───── Data provided

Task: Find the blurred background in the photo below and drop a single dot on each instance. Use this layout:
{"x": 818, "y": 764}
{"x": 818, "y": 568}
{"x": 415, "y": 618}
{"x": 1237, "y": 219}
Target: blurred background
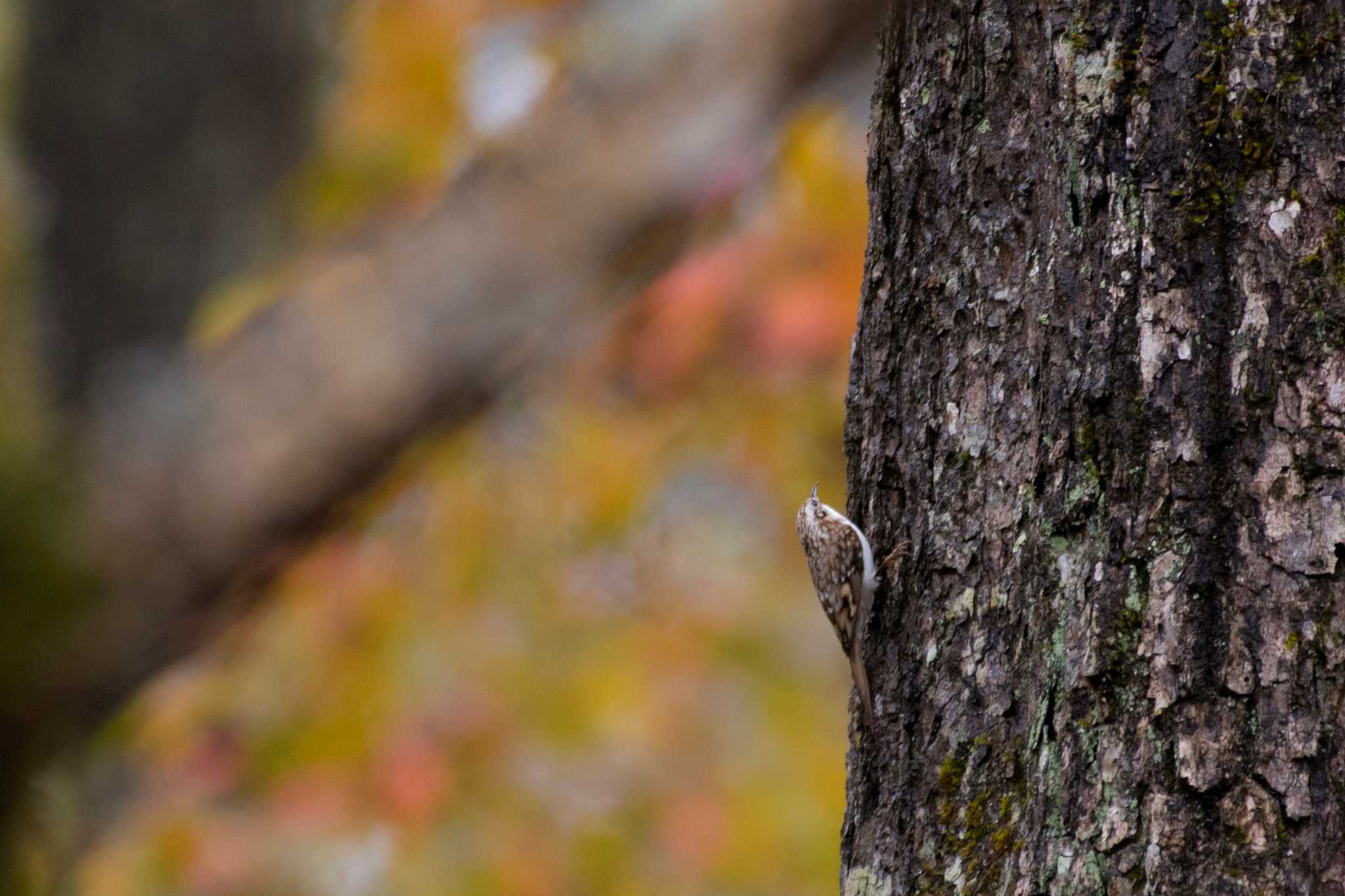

──────────

Problem description:
Copy out every line of the material above word for word, leaving out the picture.

Written response:
Task: Find the blurred background in the photo below and drop a single dot on each instance. Use this layout:
{"x": 818, "y": 764}
{"x": 818, "y": 568}
{"x": 415, "y": 618}
{"x": 1237, "y": 219}
Target: blurred background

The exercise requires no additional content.